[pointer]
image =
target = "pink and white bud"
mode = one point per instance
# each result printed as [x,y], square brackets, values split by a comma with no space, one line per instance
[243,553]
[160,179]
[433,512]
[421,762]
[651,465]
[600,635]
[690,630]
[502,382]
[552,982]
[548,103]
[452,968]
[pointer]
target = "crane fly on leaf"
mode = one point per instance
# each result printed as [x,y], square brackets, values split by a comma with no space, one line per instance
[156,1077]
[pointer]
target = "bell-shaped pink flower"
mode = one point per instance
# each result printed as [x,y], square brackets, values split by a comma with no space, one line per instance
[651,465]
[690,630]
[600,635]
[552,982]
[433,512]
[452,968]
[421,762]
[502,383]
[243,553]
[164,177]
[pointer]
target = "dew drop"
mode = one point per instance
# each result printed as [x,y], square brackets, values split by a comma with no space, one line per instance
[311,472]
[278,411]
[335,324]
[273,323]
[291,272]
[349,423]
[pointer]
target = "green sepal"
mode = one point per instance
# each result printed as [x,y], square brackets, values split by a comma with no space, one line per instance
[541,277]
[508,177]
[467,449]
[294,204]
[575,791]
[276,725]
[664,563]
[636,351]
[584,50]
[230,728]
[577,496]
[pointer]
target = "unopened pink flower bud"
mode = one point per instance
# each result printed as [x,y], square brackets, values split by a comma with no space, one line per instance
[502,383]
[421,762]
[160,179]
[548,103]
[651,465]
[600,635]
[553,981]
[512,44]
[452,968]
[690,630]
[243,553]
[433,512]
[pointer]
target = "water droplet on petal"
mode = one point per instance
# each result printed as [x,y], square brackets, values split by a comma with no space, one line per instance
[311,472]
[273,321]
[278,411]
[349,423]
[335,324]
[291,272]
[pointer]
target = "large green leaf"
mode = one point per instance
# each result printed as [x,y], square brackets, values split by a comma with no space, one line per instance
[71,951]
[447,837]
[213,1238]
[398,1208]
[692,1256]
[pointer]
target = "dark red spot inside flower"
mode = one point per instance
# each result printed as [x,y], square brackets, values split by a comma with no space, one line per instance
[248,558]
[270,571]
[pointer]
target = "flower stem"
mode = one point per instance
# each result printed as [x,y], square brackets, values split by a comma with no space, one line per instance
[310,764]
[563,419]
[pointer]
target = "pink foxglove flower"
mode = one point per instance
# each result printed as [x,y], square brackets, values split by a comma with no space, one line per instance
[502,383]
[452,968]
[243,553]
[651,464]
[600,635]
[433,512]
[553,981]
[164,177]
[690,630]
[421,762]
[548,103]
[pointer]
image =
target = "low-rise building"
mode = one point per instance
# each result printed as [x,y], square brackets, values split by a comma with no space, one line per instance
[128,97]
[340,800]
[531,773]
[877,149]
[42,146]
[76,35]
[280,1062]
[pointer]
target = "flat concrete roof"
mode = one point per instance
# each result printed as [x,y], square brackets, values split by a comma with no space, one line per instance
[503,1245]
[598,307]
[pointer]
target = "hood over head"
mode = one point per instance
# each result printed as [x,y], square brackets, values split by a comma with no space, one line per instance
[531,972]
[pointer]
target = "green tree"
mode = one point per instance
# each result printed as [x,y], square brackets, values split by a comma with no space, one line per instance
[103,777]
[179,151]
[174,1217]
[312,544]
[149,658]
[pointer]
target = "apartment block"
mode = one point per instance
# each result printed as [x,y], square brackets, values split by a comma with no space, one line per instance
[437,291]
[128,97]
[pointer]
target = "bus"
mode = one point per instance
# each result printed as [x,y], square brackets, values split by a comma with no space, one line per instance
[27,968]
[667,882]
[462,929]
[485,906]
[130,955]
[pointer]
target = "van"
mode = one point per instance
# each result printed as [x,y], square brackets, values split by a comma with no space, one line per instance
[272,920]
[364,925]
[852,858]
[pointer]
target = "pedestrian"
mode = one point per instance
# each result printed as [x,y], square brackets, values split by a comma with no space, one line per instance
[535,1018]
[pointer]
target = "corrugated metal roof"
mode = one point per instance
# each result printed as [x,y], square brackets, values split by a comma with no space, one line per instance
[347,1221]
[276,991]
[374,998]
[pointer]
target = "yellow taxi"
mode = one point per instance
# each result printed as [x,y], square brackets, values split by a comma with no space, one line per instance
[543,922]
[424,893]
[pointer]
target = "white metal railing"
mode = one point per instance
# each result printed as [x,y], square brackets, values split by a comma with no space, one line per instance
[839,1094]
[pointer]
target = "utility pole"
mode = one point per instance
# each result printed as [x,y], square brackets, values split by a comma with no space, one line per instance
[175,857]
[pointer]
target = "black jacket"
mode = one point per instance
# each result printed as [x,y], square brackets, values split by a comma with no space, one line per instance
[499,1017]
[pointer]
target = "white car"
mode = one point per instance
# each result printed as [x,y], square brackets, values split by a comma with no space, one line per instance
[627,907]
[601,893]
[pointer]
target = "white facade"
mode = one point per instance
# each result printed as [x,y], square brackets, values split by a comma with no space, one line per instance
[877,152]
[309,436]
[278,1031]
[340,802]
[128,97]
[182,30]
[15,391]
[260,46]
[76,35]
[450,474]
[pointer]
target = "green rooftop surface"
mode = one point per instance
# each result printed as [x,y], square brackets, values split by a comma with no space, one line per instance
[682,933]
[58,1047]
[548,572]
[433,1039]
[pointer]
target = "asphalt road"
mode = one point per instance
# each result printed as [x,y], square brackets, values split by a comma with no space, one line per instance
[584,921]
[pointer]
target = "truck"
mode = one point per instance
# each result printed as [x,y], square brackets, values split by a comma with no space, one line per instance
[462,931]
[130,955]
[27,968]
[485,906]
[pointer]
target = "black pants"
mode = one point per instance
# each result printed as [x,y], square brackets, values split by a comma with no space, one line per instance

****

**WORK REQUIRED:**
Print the material once more, exactly.

**TASK ANSWER:**
[pointer]
image =
target = "pink and white bud"
mode = one point per instance
# each result printed as [x,y], square brackets, values split by a comma with no space, one line per instance
[243,553]
[160,179]
[433,512]
[421,762]
[651,465]
[600,635]
[690,630]
[502,382]
[552,982]
[548,103]
[452,968]
[pointer]
target = "crane fly on leaf"
mode = one point per instance
# each result printed as [x,y], square brackets, values split by a comma with no space, one line per instance
[156,1077]
[pointer]
target = "bell-shaped pink flower"
mode = one point per instance
# each result printed as [x,y], square brackets, values split by a comma with no space, one line per instance
[651,465]
[690,630]
[600,635]
[552,982]
[433,512]
[452,968]
[421,762]
[502,383]
[243,553]
[164,177]
[pointer]
target = "dew drop"
mode = one point per instance
# each result printed as [x,y], square brackets, values split by a comma with no space, one line per instance
[311,472]
[278,411]
[335,324]
[273,323]
[291,272]
[349,423]
[pointer]
target = "green sepal"
mode = one point per instance
# each result printed as [x,y], square brackets, values split by a comma with no space, one line per instance
[541,277]
[508,177]
[467,449]
[294,204]
[575,791]
[276,725]
[664,563]
[636,351]
[584,50]
[230,728]
[577,496]
[pointer]
target = "unopened pink flower bud"
mode = one point per instance
# each result printed as [x,y], square brackets, values split by a comma with no space, one line per instance
[502,383]
[421,762]
[160,179]
[548,103]
[651,465]
[600,635]
[553,981]
[512,44]
[452,968]
[690,630]
[243,553]
[433,512]
[pointer]
target = "water droplet on petal"
mode = one point per instance
# each result printed as [x,y], square brackets, values split by a comma with no space, one line per instance
[311,472]
[273,321]
[278,411]
[349,423]
[335,324]
[291,272]
[pointer]
target = "large green leaf"
mode = one point per instance
# each result printed as [x,y], square brackets, values split by a comma with no space, one line per instance
[71,951]
[447,837]
[213,1238]
[398,1208]
[692,1256]
[pointer]
target = "dark red spot inside flower"
mode = one point per instance
# each result printed as [x,y], square brackets, values split by a comma with no space, one line per instance
[248,558]
[270,571]
[pointer]
target = "flower stem"
mode = one point per instance
# each result printed as [x,y], square brackets, values split by a comma with no space, one line per instance
[310,764]
[563,419]
[pointer]
target = "pink foxglove flower"
mode = one point per instance
# each result printed as [x,y], square brackets, values split by a comma with no space, one line per instance
[502,383]
[452,968]
[243,553]
[651,464]
[600,635]
[433,512]
[553,981]
[164,177]
[690,630]
[421,762]
[548,103]
[pointer]
image =
target = "low-rise building"
mode = one point per instance
# each result printed as [x,y], square brackets, values split by a comma with no space, one line per instance
[128,97]
[340,800]
[531,773]
[877,149]
[42,146]
[76,35]
[280,1062]
[pointer]
target = "flat concrete roof"
mode = one point per instance
# each result printed as [x,y], square brackets, values split by a comma with no space, one line per instance
[503,1245]
[598,307]
[pointer]
target = "hood over head"
mode = one point per instance
# each result printed as [x,y], square brackets, values split by a comma with no space, one line per instance
[531,972]
[pointer]
target = "green tree"
mode = one point per instance
# each result printed as [x,y], square brackets, values split by a comma with no space, one line per instance
[103,777]
[179,151]
[174,1217]
[312,544]
[149,658]
[pointer]
target = "apartment block"
mode = one point per instance
# each result printed as [x,y], square brackets, values split by a comma with no space, one line per instance
[437,291]
[128,97]
[pointer]
target = "bus"
mode = one point per instance
# each result printed as [x,y], square brackets, values split by a comma with no space, one line per instance
[27,968]
[667,882]
[462,929]
[485,906]
[130,955]
[pointer]
target = "van"
mode = one point per instance
# each result printed as [x,y], square brackets, values split by a comma with no space, one line per instance
[272,920]
[364,925]
[852,858]
[pointer]
target = "pedestrian"
mode = one point per instance
# each result printed as [x,y], square brackets, values split by a comma with no space, one line per instance
[535,1018]
[pointer]
target = "corrugated metal roof"
mode = one point per instance
# each result printed as [x,y], square brackets, values split by a comma with no space, one line per instance
[347,1221]
[276,991]
[374,998]
[pointer]
target = "yellow taxi"
mode = one point per instance
# each result printed as [x,y], square brackets, values split by a comma with no space, one line per instance
[543,922]
[424,893]
[pointer]
target = "white metal railing"
mode = one point per instance
# each result printed as [x,y], square brackets, values split by a comma with no space, one line per instance
[839,1094]
[pointer]
target = "utility pole"
mode = one point per instance
# each result printed as [x,y], square brackets, values split by a comma with no space, one line per instance
[175,857]
[pointer]
target = "black jacket"
mode = one point per instance
# each result printed as [x,y], square brackets, values split by a comma with no space, one line per instance
[499,1017]
[pointer]
target = "white car"
mode = one point per instance
# each result printed as [x,y], square brackets, values split by a comma with no space, one line per instance
[627,907]
[601,893]
[pointer]
target = "white facade"
mode = one point per instance
# each result printed as [x,y], square brackets, values split by a comma with no space, one line per instance
[877,152]
[309,436]
[278,1031]
[340,802]
[128,97]
[182,30]
[15,391]
[260,46]
[76,35]
[450,474]
[pointer]
target = "green rooftop surface"
mode = one point per instance
# each result printed as [x,y], square brackets, values split by a comma with no space, one line per instance
[682,933]
[58,1047]
[548,572]
[433,1039]
[pointer]
target = "asphalt road"
mode = one point per instance
# each result printed as [x,y], square brackets, values split by a comma with no space, one line per instance
[584,921]
[pointer]
target = "truck"
mode = one point per instance
# each result printed as [x,y], square brackets, values split by a comma with no space, one line per instance
[462,931]
[130,955]
[27,968]
[485,906]
[pointer]
target = "black pants"
mode = one point per instance
# each result printed as [x,y], square brackets, values split by a comma with no space, one line per instance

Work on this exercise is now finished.